[Data records]
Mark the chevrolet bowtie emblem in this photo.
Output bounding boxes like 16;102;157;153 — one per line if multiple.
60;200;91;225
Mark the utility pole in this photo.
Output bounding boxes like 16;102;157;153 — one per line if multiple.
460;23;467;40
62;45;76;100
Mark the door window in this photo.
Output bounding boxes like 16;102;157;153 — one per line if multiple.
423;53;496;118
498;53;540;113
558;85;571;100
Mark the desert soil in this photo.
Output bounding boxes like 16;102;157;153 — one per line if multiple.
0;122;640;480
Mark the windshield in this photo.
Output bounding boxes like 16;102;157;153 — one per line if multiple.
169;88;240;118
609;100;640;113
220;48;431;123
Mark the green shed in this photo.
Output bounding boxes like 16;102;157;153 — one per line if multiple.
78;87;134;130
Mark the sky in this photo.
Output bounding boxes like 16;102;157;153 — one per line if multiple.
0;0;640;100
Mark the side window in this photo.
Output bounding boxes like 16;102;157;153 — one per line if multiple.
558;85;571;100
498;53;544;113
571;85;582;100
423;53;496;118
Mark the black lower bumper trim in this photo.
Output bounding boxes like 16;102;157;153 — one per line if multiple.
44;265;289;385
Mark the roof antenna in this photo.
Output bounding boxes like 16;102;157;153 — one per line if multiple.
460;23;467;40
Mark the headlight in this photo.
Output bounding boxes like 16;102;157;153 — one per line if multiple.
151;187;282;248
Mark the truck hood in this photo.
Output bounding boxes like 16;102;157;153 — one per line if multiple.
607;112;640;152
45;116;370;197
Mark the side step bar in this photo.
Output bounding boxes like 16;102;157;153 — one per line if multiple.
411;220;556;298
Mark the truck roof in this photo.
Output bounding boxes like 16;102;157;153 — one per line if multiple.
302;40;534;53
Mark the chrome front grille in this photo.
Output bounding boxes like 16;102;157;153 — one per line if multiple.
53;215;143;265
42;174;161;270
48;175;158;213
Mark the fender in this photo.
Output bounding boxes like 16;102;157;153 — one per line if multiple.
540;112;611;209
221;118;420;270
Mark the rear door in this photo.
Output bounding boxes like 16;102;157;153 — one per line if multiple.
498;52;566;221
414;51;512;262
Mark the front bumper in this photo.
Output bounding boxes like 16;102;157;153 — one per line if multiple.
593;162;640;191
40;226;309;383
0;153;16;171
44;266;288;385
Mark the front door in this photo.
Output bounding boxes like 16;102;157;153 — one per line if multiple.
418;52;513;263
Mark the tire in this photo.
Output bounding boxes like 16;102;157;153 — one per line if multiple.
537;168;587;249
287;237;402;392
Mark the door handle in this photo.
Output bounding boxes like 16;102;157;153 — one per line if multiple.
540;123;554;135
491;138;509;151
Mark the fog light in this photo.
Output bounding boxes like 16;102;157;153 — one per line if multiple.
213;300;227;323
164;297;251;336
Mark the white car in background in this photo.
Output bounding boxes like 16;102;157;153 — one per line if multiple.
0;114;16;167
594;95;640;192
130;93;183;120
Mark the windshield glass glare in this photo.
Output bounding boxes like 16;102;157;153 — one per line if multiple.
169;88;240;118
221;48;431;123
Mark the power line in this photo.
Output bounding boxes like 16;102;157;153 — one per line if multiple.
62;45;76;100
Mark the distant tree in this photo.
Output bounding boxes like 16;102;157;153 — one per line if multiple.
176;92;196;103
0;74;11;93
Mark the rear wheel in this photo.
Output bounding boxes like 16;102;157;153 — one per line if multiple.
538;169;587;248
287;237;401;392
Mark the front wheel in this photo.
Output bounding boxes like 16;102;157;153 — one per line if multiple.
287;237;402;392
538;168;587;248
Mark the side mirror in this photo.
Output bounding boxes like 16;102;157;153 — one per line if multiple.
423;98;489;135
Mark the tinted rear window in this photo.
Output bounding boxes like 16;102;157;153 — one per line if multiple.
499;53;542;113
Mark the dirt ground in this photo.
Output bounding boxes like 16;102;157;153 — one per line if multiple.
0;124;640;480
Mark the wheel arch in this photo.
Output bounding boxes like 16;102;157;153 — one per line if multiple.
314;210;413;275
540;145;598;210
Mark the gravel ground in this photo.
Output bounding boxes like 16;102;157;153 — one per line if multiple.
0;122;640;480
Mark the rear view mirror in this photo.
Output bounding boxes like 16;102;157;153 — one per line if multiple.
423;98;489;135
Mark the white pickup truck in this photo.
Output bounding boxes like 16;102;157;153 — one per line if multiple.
* * *
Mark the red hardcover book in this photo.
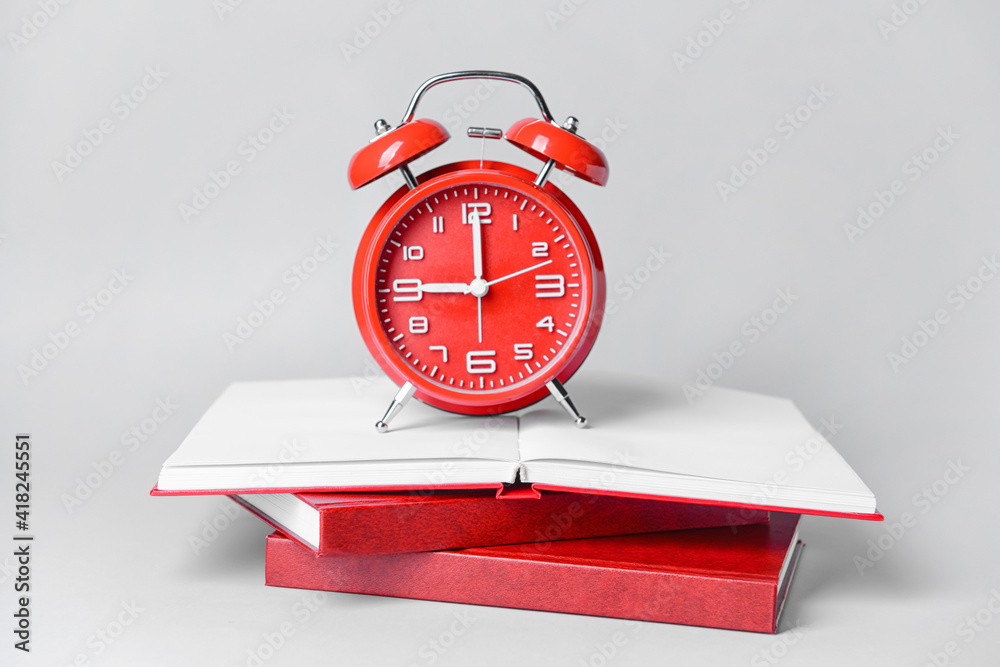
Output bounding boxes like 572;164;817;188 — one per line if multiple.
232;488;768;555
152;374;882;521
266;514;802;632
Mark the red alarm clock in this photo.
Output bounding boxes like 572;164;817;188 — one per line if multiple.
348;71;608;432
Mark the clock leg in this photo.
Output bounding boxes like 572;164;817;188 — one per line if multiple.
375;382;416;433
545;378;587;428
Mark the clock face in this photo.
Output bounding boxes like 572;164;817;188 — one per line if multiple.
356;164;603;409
...
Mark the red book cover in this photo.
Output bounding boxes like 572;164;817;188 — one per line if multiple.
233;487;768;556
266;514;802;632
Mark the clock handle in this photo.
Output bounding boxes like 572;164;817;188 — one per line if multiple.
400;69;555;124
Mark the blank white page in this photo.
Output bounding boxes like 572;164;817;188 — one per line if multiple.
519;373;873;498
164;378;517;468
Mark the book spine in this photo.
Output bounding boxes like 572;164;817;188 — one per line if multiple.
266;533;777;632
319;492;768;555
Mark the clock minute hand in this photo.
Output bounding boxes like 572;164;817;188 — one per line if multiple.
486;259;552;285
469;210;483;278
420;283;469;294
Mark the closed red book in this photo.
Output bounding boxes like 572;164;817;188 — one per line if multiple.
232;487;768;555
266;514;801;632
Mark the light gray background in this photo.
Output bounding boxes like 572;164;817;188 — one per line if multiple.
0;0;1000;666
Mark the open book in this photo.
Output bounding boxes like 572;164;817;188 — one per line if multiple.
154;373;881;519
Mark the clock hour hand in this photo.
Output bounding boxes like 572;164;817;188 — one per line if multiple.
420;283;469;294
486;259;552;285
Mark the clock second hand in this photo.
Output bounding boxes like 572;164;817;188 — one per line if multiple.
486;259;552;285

** THE PROBLEM **
Please copy the material again, beginning at the line that has "Mark the chevrolet" and stopping after the line that has "78;87;134;130", with every line in between kept. Shift each bounding-box coordinate in the answers up by 87, and leave the sample numbers in the "Output bounding boxes like" lines as they are.

** EXPECTED ANSWER **
Mark the chevrolet bowtie emblem in this photo.
Output bounding boxes like 16;102;157;153 — one per line if multiple.
147;287;178;312
Mark the utility pole in this photo.
Output bounding boxes like 16;102;157;153 — one per line if multiple.
547;110;554;127
149;132;163;187
Mark the door window in this photo.
Output bounding boxes like 16;102;157;153 — one per line if multiple.
510;140;583;205
585;140;627;200
645;172;658;187
Mark the desert soil in this photo.
Output bounding boxes like 16;102;157;153 — one per line if multiple.
87;209;727;567
Mark the windshield in this photo.
Output bounding boxes like 16;102;157;153 — one per line if multiple.
256;175;327;205
696;187;727;200
307;135;518;210
Mark the green shed in this photo.
Output bounding boxes like 16;102;157;153 — one per line if multiple.
165;174;221;217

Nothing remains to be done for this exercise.